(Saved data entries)

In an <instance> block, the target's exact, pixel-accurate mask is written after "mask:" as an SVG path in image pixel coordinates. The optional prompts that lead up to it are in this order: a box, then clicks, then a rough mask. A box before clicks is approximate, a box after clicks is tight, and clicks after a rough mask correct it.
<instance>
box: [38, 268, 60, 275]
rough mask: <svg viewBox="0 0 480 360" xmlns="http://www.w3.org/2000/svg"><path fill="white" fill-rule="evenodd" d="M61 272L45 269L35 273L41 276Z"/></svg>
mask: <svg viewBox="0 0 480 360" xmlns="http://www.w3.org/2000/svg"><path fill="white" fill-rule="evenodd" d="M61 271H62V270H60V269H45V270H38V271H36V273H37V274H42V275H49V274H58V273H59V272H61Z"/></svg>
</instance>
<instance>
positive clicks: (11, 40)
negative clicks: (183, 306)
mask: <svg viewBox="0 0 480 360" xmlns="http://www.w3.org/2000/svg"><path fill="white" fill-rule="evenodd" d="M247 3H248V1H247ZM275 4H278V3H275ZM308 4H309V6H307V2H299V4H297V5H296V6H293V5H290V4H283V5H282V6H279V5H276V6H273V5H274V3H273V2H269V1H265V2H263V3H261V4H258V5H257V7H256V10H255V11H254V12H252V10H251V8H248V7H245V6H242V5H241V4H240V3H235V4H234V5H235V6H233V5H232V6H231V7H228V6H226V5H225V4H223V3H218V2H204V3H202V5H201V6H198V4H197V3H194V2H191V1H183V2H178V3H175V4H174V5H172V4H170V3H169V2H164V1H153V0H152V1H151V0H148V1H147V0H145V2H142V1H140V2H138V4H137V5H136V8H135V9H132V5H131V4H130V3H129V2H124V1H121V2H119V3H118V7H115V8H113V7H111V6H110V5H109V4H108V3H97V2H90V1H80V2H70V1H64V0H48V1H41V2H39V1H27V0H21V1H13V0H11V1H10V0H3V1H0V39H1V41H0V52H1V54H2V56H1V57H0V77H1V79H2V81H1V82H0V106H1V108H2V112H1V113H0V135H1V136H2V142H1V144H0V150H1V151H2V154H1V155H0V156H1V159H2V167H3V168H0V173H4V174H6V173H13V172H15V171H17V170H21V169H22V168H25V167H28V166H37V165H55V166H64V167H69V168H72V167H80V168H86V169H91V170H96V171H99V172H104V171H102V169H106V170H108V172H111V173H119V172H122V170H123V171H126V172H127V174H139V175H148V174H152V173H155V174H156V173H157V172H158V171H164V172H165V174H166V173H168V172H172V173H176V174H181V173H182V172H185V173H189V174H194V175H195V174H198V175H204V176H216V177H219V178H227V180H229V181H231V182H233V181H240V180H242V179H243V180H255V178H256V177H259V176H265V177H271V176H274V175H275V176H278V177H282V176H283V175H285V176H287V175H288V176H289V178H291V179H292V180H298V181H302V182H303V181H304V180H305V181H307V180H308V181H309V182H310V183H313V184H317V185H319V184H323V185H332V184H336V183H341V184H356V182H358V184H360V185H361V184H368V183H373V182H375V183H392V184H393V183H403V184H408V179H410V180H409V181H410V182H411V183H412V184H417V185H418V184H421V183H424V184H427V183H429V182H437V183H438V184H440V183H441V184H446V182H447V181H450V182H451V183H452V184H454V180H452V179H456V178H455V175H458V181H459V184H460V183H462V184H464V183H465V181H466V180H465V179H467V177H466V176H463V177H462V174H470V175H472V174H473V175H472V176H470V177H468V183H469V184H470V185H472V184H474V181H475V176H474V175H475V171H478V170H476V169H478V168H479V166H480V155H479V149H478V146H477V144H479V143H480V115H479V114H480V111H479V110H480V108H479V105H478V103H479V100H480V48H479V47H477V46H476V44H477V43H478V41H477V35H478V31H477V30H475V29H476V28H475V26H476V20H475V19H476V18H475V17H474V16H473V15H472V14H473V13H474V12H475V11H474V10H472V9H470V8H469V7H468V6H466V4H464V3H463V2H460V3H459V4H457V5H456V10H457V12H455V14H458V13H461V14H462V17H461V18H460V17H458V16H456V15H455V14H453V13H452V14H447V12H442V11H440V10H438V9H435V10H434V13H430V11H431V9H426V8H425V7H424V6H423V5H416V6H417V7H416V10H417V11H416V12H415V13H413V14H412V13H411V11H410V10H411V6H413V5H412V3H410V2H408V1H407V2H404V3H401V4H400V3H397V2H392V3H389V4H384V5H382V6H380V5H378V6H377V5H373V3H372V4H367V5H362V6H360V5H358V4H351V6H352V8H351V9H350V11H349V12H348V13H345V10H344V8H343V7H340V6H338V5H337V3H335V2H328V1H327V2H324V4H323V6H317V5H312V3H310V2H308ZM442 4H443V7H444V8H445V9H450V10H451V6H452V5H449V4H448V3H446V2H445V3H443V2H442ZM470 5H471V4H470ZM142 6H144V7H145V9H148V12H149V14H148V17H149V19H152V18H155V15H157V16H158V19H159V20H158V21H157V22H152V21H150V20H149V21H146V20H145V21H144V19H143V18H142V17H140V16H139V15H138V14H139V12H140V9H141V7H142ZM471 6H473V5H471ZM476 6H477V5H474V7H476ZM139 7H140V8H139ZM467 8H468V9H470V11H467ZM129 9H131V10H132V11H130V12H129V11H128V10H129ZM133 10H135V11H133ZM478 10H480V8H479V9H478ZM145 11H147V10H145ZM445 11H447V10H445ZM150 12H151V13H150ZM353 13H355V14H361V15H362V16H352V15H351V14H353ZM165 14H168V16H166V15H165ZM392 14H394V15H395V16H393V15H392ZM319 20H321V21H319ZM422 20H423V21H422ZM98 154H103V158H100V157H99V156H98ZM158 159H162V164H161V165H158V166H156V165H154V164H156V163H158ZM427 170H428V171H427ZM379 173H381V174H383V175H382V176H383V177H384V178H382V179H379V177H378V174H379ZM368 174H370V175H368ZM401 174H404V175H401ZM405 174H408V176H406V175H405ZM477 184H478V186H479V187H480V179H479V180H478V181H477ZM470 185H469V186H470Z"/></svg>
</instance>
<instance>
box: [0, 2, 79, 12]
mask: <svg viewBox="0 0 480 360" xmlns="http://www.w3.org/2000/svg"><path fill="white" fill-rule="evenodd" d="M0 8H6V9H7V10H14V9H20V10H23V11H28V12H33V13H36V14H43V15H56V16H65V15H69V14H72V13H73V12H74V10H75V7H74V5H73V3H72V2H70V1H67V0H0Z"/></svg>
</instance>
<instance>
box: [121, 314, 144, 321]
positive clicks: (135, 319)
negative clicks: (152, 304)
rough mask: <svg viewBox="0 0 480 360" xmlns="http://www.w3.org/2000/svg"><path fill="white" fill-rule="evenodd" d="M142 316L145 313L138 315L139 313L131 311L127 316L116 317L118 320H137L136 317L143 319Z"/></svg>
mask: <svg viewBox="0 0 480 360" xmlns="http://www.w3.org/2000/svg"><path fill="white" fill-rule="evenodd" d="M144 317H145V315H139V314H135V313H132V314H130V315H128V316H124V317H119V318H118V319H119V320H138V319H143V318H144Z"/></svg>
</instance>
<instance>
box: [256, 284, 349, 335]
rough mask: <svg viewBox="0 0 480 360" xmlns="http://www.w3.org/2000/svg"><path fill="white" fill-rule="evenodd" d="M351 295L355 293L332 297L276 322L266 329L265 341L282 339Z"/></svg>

## Directions
Could you copy every record above exactly as it appears?

## Task solution
In an <instance> block, the target's exact, pixel-accurate mask is written after "mask:" as an SVG path in image pixel coordinates. The optional prompts that lead up to it are in this order: a box, then clicks, then a rough mask. A box before clicks is approximate, a box after clicks is tight, and clicks after a rough mask correct it.
<instance>
box: [38, 268, 60, 275]
rough mask: <svg viewBox="0 0 480 360" xmlns="http://www.w3.org/2000/svg"><path fill="white" fill-rule="evenodd" d="M61 272L45 269L35 273L41 276Z"/></svg>
mask: <svg viewBox="0 0 480 360" xmlns="http://www.w3.org/2000/svg"><path fill="white" fill-rule="evenodd" d="M61 271H62V270H60V269H45V270H38V271H36V273H37V274H42V275H49V274H58V273H59V272H61Z"/></svg>
</instance>
<instance>
positive clicks: (11, 40)
negative clicks: (183, 306)
mask: <svg viewBox="0 0 480 360" xmlns="http://www.w3.org/2000/svg"><path fill="white" fill-rule="evenodd" d="M247 3H248V1H247ZM275 4H278V3H275ZM308 4H309V6H307V2H299V4H297V5H296V6H293V5H290V4H283V5H282V6H279V5H276V6H273V5H274V3H273V2H269V1H265V2H263V3H261V4H258V5H257V7H256V10H255V11H254V12H252V10H251V8H248V7H245V6H242V5H241V4H240V3H235V4H234V5H235V6H233V5H232V6H231V7H228V6H226V5H225V4H223V3H218V2H204V3H202V5H201V6H198V4H197V3H194V2H191V1H183V2H178V3H175V4H174V5H172V4H170V3H169V2H164V1H153V0H152V1H151V0H148V1H147V0H145V2H142V1H140V2H138V4H137V5H136V8H135V9H132V5H131V4H130V3H129V2H124V1H121V2H119V3H118V7H115V8H113V7H111V6H110V5H109V4H108V3H97V2H90V1H80V2H70V1H64V0H48V1H41V2H39V1H27V0H21V1H13V0H11V1H10V0H3V1H0V39H1V41H0V52H1V54H2V56H1V57H0V77H1V79H2V81H1V82H0V106H1V108H2V112H1V113H0V135H1V136H2V142H1V144H0V150H1V151H2V154H1V155H0V156H1V159H2V167H3V168H0V173H4V174H6V173H13V172H15V171H17V170H21V169H22V168H25V167H28V166H37V165H55V166H64V167H69V168H72V167H80V168H86V169H91V170H96V171H99V172H104V171H102V169H106V170H108V172H111V173H119V172H122V170H123V171H126V172H127V174H139V175H148V174H152V173H155V174H156V173H157V172H158V171H164V172H165V174H166V173H168V172H172V173H176V174H181V173H182V172H185V173H189V174H194V175H195V174H198V175H204V176H216V177H219V178H227V180H229V181H231V182H233V181H240V180H242V179H243V180H255V178H256V177H259V176H265V177H271V176H274V175H275V176H278V177H282V176H283V175H285V176H287V175H288V176H289V178H291V179H292V180H298V181H302V182H303V181H304V180H305V181H307V180H308V181H309V182H310V183H313V184H317V185H319V184H323V185H332V184H336V183H341V184H356V182H358V184H360V185H361V184H368V183H373V182H375V183H392V184H393V183H403V184H408V179H410V180H409V181H410V182H411V183H412V184H417V185H418V184H421V183H424V184H427V183H429V182H437V183H438V184H440V183H441V184H446V182H447V181H450V182H451V183H452V184H454V180H452V179H456V178H455V175H458V181H459V184H460V183H462V184H464V183H465V181H466V180H465V179H467V177H466V176H463V177H462V174H470V175H472V174H473V175H472V176H470V177H468V183H469V184H470V185H472V184H474V181H475V176H474V175H475V171H478V170H476V169H478V168H479V166H480V155H479V149H478V146H477V144H479V143H480V115H479V114H480V111H479V110H480V108H479V105H478V103H479V100H480V48H479V47H477V46H476V44H477V43H478V41H477V35H478V31H477V30H475V29H476V28H475V26H476V20H475V19H476V18H475V17H474V16H473V15H472V14H473V13H474V12H475V11H474V10H472V9H470V8H469V7H468V6H466V4H464V3H463V2H460V3H459V4H457V5H456V10H457V12H455V14H458V13H461V14H462V17H461V18H460V17H458V16H456V15H455V14H453V13H452V14H447V12H442V11H440V10H438V9H435V10H434V13H430V11H431V9H426V8H425V7H424V6H423V5H416V6H417V7H416V10H417V11H416V12H415V13H413V14H412V13H411V11H410V10H411V6H413V5H412V3H410V2H408V1H407V2H404V3H401V4H400V3H397V2H392V3H389V4H384V5H382V6H380V5H378V6H377V5H373V3H372V4H367V5H362V6H360V5H358V4H351V6H352V8H351V9H350V11H349V12H348V13H345V10H344V8H343V7H340V6H338V5H337V3H335V2H328V1H327V2H324V4H323V6H317V5H312V3H310V2H308ZM442 4H443V7H444V8H445V9H450V10H451V6H452V5H449V4H448V3H446V2H445V3H443V2H442ZM470 5H471V4H470ZM142 6H144V7H145V9H148V12H149V14H148V17H149V19H152V18H155V15H157V16H158V19H159V20H158V21H157V22H152V21H150V20H149V21H146V20H145V21H144V19H143V18H142V17H140V16H139V15H138V14H139V12H140V9H141V7H142ZM471 6H473V5H471ZM476 6H477V5H474V7H476ZM139 7H140V8H139ZM467 8H468V9H470V11H467ZM129 9H131V10H132V11H130V12H129V11H128V10H129ZM133 10H135V11H133ZM478 10H480V8H479V9H478ZM145 11H147V10H145ZM445 11H447V10H445ZM150 12H151V13H150ZM353 13H355V14H361V15H362V16H352V15H351V14H353ZM165 14H168V16H166V15H165ZM392 14H394V15H395V16H393V15H392ZM319 20H321V21H319ZM422 20H423V21H422ZM98 154H103V158H100V157H99V156H98ZM158 159H162V164H161V165H158V166H156V165H154V164H156V163H158ZM427 170H428V171H427ZM379 173H381V174H383V175H382V176H383V177H384V178H382V179H379V177H378V174H379ZM368 174H370V175H368ZM401 174H404V175H401ZM405 174H408V176H406V175H405ZM477 184H478V186H479V187H480V179H479V180H478V181H477ZM470 185H469V186H470Z"/></svg>
</instance>
<instance>
box: [0, 2, 79, 12]
mask: <svg viewBox="0 0 480 360" xmlns="http://www.w3.org/2000/svg"><path fill="white" fill-rule="evenodd" d="M0 8H6V9H7V10H14V9H20V10H23V11H28V12H33V13H36V14H43V15H56V16H65V15H69V14H72V13H73V12H74V10H75V7H74V5H73V3H72V2H70V1H67V0H0Z"/></svg>
</instance>
<instance>
box: [121, 314, 144, 321]
positive clicks: (135, 319)
negative clicks: (152, 304)
rough mask: <svg viewBox="0 0 480 360" xmlns="http://www.w3.org/2000/svg"><path fill="white" fill-rule="evenodd" d="M142 316L145 313L138 315L139 313L131 311L127 316L116 317L118 320H137L136 317L143 319Z"/></svg>
mask: <svg viewBox="0 0 480 360" xmlns="http://www.w3.org/2000/svg"><path fill="white" fill-rule="evenodd" d="M144 317H145V315H139V314H135V313H132V314H130V315H128V316H124V317H119V318H118V319H119V320H138V319H143V318H144Z"/></svg>
</instance>
<instance>
box: [256, 284, 349, 335]
rough mask: <svg viewBox="0 0 480 360" xmlns="http://www.w3.org/2000/svg"><path fill="white" fill-rule="evenodd" d="M351 295L355 293L332 297L276 322L266 329L265 341L282 339Z"/></svg>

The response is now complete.